### Task instructions
Extend the passage below on floor level and flatness in very narrow aisle warehouses, starting right after its final sentence.

### Excerpted passage
※ ※ ※
In a previous article in Floors Magazine, Royal Consulting Services drew readers’ attention to the fact that the concrete floors in many Very Narrow Aisle (VNA) warehouse facilities fail to meet the applicable international level and flatness criteria needed for safe and efficient truck operation.

Royal Consulting Services offers to survey VNA floors using a UKASaccredited profileograph – as recommended by the United Kingdom Concrete Society Technical Report 34 committee – to either confirm compliance or to expose failure to comply, as the case may be.

The question often arises – Why is compliance with the appropriate level and flatness specification so important? Consider the following scenario: When a truck is stationary in an aisle and there is a difference in floor level under its left and right wheels of 3mm, the mast of the truck will have tilted 33mm out of true vertical at a height of 13 metres above that floor level. This is known as static lean. When the truck is in motion, this static lean becomes dynamic and the departure from true vertical can be up to three times the static value.
※ ※ ※
### Data lines
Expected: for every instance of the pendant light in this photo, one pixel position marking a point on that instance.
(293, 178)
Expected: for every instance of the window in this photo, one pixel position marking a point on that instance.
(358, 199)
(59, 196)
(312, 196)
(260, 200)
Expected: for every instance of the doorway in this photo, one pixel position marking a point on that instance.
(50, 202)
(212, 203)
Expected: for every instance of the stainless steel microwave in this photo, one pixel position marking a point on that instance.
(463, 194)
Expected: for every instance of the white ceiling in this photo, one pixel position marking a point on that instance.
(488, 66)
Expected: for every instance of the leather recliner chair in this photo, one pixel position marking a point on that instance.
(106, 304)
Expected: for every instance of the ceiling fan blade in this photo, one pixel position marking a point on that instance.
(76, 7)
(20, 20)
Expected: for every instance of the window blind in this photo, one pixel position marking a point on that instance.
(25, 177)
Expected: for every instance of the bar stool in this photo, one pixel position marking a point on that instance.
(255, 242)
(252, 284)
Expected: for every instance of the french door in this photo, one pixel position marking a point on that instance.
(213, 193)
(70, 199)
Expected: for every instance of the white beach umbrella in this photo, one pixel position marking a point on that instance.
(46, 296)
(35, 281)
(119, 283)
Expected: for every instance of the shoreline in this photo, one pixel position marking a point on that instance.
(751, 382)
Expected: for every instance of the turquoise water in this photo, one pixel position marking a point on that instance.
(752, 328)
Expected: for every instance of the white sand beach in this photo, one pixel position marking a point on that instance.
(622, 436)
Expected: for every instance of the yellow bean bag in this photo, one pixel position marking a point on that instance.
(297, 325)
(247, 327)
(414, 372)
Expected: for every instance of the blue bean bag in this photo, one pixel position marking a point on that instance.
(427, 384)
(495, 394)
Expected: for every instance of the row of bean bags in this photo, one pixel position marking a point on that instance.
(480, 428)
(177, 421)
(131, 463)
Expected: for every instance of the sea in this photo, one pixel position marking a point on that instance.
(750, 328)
※ ※ ※
### Task answer
Clearance between loaded pallets carried on turret trucks and stored pallets in racks is sometimes as little as 100mm – consequently the risk of load/pallet collision is high. Such collisions can result in catastrophic events – rack collapse, product damaged ordestroyed and injuries to personnel – nightmares no warehouse operator wants to have to face.

If compliance with the requisite specification has not been achieved and these nightmares are closer to reality, what remediation options are available?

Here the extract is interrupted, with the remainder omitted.